C++11 Thread Safety of Random Number Generators

C++11 Thread safety of Random number generators

The C++11 standard library is broadly thread safe. The thread safety guarantees on PRNG objects are the same as on containers. More specifically, since the PRNG classes are all pseudo-random, i.e. they generate a deterministic sequence based on a definite current state, there is really no room to be peeking or poking at anything outside the contained state (which is also visible to the user).

Just as containers need locks to make them safe to share, you would have to lock the PRNG object. This would make it slow and nondeterministic. One object per thread would be better.

§17.6.5.9 [res.on.data.races]:

1 This section specifies requirements that implementations shall meet
to prevent data races (1.10). Every standard library function shall
meet each requirement unless otherwise specified. Implementations may
prevent data races in cases other than those specified below.

2 A C++ standard library function shall not directly or indirectly
access objects (1.10) accessible by threads other than the current
thread unless the objects are accessed directly or indirectly via the
function’s argu- ments, including this.

3 A C++ standard library function shall not directly or indirectly
modify objects (1.10) accessible by threads other than the current
thread unless the objects are accessed directly or indirectly via the
function’s non- const arguments, including this.

4 [ Note: This means, for example, that implementations can’t use a
static object for internal purposes without synchronization because it
could cause a data race even in programs that do not explicitly share
objects betweenthreads. —endnote]

5 A C++ standard library function shall not access objects indirectly
accessible via its arguments or via elements of its container
arguments except by invoking functions required by its specification
on those container elements.

6 Operations on iterators obtained by calling a standard library
container or string member function may access the underlying
container, but shall not modify it. [Note: In particular, container
operations that invalidate iterators conflict with operations on
iterators associated with that container. — end note ]

7 Implementations may share their own internal objects between threads
if the objects are not visible to users and are protected against data
races.

8 Unless otherwise specified, C++ standard library functions shall
perform all operations solely within the current thread if those
operations have effects that are visible (1.10) to users.

9 [ Note: This allows implementations to parallelize operations if
there are no visible side effects. — end note ]

How do I generate thread-safe uniform random numbers?

Have you tried this?

int intRand(const int & min, const int & max) {
    static thread_local std::mt19937 generator;
    std::uniform_int_distribution<int> distribution(min,max);
    return distribution(generator);
}

Distributions are extremely cheap (they will be completely inlined by the optimiser so that the only remaining overhead is the actual random number rescaling). Don’t be afraid to regenerate them as often as you need – in fact, resetting them would conceptually be no cheaper (which is why that operation doesn’t exist).

◆ What is asked
(a) In the thread-safety passage, what is suggested as better than locking a shared PRNG object?
(b) Which numbered paragraphs of §17.6.5.9 in the thread-safety passage begin with the words "A C++ standard library function shall not"? Give their numbers.
(c) Carry on the thread-safety passage past its final sentence.

Mask labeling examples:
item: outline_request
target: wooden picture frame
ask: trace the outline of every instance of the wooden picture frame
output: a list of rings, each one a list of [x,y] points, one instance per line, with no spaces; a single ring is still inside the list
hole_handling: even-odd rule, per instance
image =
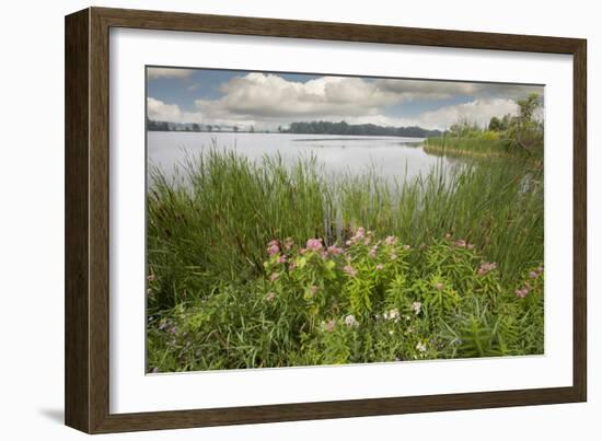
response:
[[[251,407],[109,413],[109,28],[186,31],[567,54],[574,57],[572,386]],[[66,423],[88,433],[583,402],[586,339],[584,39],[89,8],[66,18]]]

◆ Answers for the tasks
(a) One object per thread.

(b) 2, 3, 5

(c)
The actual random number generator, on the other hand, is a heavy-weight object carrying a lot of state and requiring quite some time to be constructed, so that should only be initialised once per thread (or even across threads, but then you’d need to synchronise access which is more costly in the long run).

c++ generate thread safe random numbers

I would probably generate the seeds in main, and pass a seed to each thread function. I wouldn't use the output of std::random_device directly either--I'd put numbers into something like an std::set or std::unordered_set until I got as many seeds as I wanted, to assure that I didn't give two threads the same seed (which would obviously be a waste of time).

Something along this general line:

int do_work(unsigned long long seed) {

  //Get random number generators
  typedef std::mt19937 MyRNG;

  //seed generator
  MyRNG rng(seed);

  //make my uniform distributions for each parameter
  std::uniform_real_distribution<> param1(-1,1);
  std::uniform_real_distribution<> param2(-1,1);

  double x,y;
  //Do my scan
  for (int i = 0; i < N; i++) {
    x = param1(rng);
    y = param2(rng);

   //Do things with x and y*
  }
}

static const int num_threads = 4;

int main() {
    std::set<unsigned long long> seeds;

    while (seeds.size() < num_threads)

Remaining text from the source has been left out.